WHAT IS REQUIRED - Your task is to return all the entries below exactly, with every picture omitted.

RECORD SET -
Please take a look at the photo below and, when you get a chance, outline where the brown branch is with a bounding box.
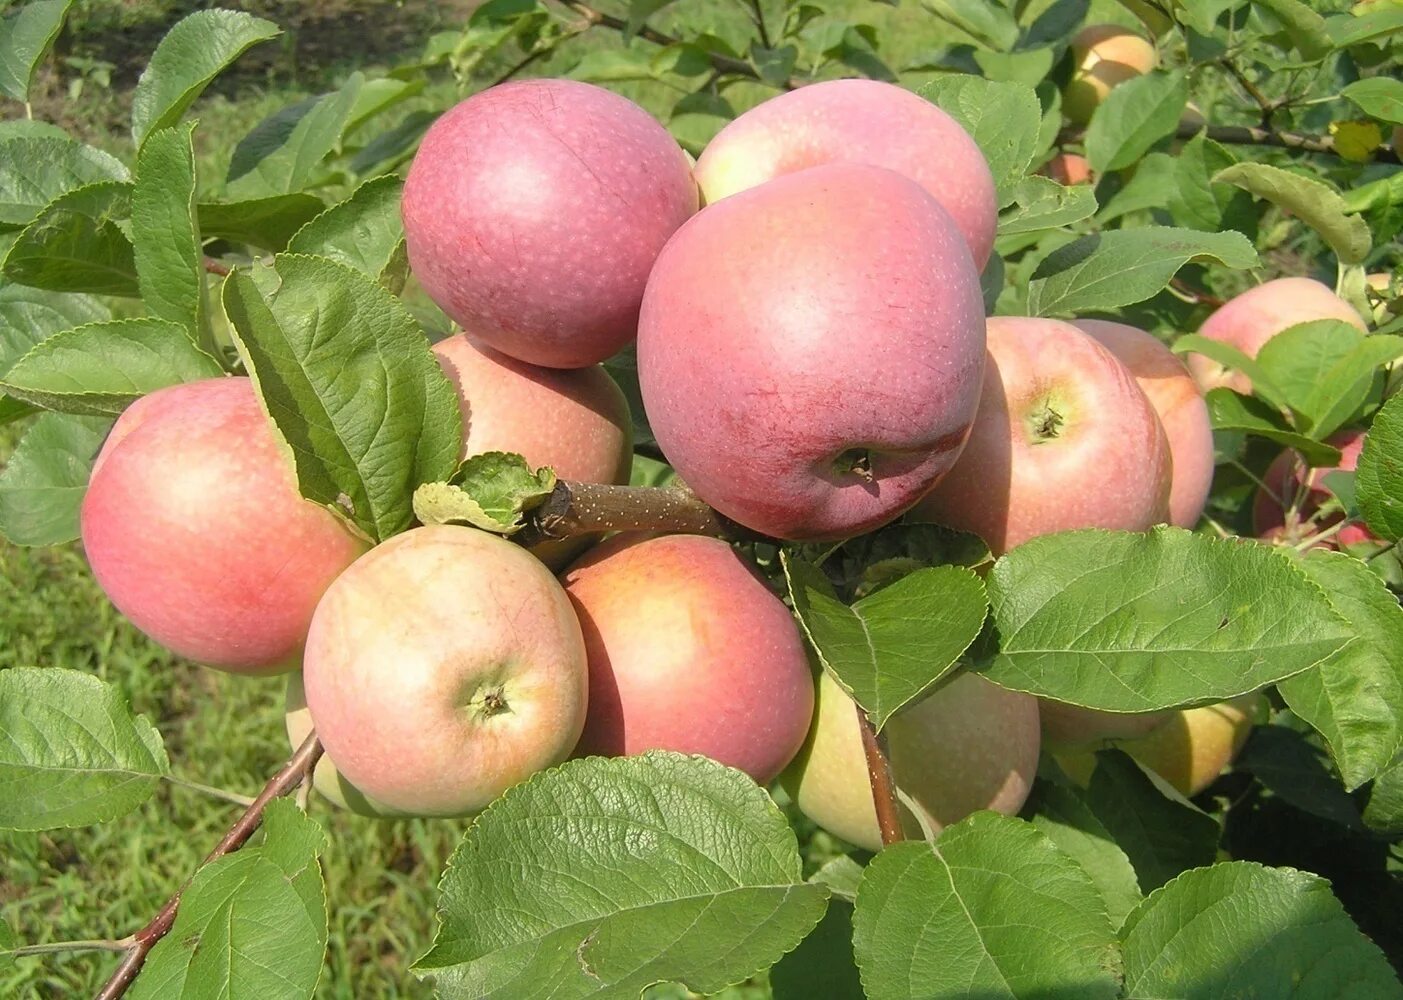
[96,733,325,1000]
[857,704,904,847]
[517,480,767,546]
[1219,59,1274,126]
[1060,119,1402,165]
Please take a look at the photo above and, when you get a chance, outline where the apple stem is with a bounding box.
[519,480,770,546]
[856,704,904,848]
[94,732,325,1000]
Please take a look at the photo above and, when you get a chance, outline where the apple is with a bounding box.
[1253,429,1375,548]
[80,377,367,674]
[1076,319,1214,529]
[780,670,1040,853]
[1056,693,1267,797]
[1187,277,1368,394]
[910,316,1172,556]
[637,162,985,541]
[285,672,401,817]
[1063,25,1159,126]
[1040,699,1172,749]
[302,524,588,817]
[401,78,698,369]
[1041,152,1091,186]
[692,78,997,269]
[561,533,814,785]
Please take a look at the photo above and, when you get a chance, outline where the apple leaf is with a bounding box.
[1255,0,1331,61]
[1363,756,1403,834]
[851,813,1121,1000]
[0,916,14,971]
[1171,333,1292,412]
[198,193,326,251]
[226,75,363,200]
[1254,321,1403,438]
[132,122,206,346]
[0,0,72,102]
[1357,393,1403,541]
[415,753,828,998]
[413,452,557,536]
[1214,163,1371,265]
[1342,77,1403,126]
[998,176,1098,236]
[287,175,407,292]
[976,526,1352,712]
[1200,389,1343,467]
[2,181,138,296]
[919,75,1041,207]
[0,667,169,830]
[0,283,108,378]
[1119,863,1400,998]
[1168,133,1255,236]
[1236,725,1364,829]
[770,900,863,1000]
[0,135,129,231]
[783,553,988,731]
[0,411,111,546]
[1086,70,1188,175]
[1026,780,1143,928]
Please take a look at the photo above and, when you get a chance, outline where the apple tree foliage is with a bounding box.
[2,0,1403,997]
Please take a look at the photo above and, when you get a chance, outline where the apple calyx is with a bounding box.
[834,448,876,483]
[1026,397,1066,443]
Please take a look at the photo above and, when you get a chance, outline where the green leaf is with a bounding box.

ANSWER BOX -
Please take a look at the photo below and, when you get a chance, outline where the brown branch is with a bounding box.
[96,733,325,1000]
[857,704,904,847]
[517,480,767,546]
[1219,59,1274,126]
[1060,119,1402,165]
Please take a look at the photo above and, when you get a chance, outline where the apple stem is with a bounding box.
[519,480,770,546]
[856,704,904,848]
[94,732,325,1000]
Please take a look at the photo above and, when you get a chance, outline where the apple is with a bounding box.
[1253,429,1375,548]
[80,377,367,674]
[1076,319,1214,529]
[780,670,1040,853]
[1056,693,1267,797]
[1187,277,1368,394]
[910,316,1172,556]
[637,162,985,541]
[285,672,401,817]
[1063,25,1159,126]
[1040,699,1172,749]
[302,524,588,817]
[401,78,698,369]
[1041,152,1091,186]
[692,78,997,269]
[561,533,814,785]
Please take a look at the photo above and, when you get a chance, outline where the apple leaf is with a bounding box.
[1255,0,1331,61]
[1363,756,1403,834]
[851,813,1121,1000]
[0,916,14,971]
[1171,333,1292,412]
[198,193,326,251]
[226,75,363,200]
[1254,321,1403,438]
[132,122,206,346]
[0,0,72,102]
[1357,393,1403,541]
[415,753,828,998]
[413,452,557,536]
[1214,163,1371,265]
[1342,77,1403,126]
[998,176,1098,236]
[287,175,407,292]
[976,526,1352,712]
[1200,389,1343,467]
[2,181,138,296]
[919,75,1041,207]
[0,667,169,830]
[0,283,108,378]
[1119,863,1400,998]
[1168,133,1255,236]
[1236,725,1364,829]
[770,900,863,1000]
[0,135,129,231]
[783,553,988,731]
[0,411,111,546]
[1086,70,1188,175]
[1026,780,1143,928]
Please take a look at the photo above and, when you get a chance, outline where the apple tree foliage is with a bounding box.
[2,0,1403,997]
Please take a look at the photo above and, when you get a chance, outline where the apple calyx is with a bounding box.
[834,448,876,483]
[1026,397,1066,443]
Please take a look at the photo above and, when you get a chance, outline where the green leaf is with a bounding box.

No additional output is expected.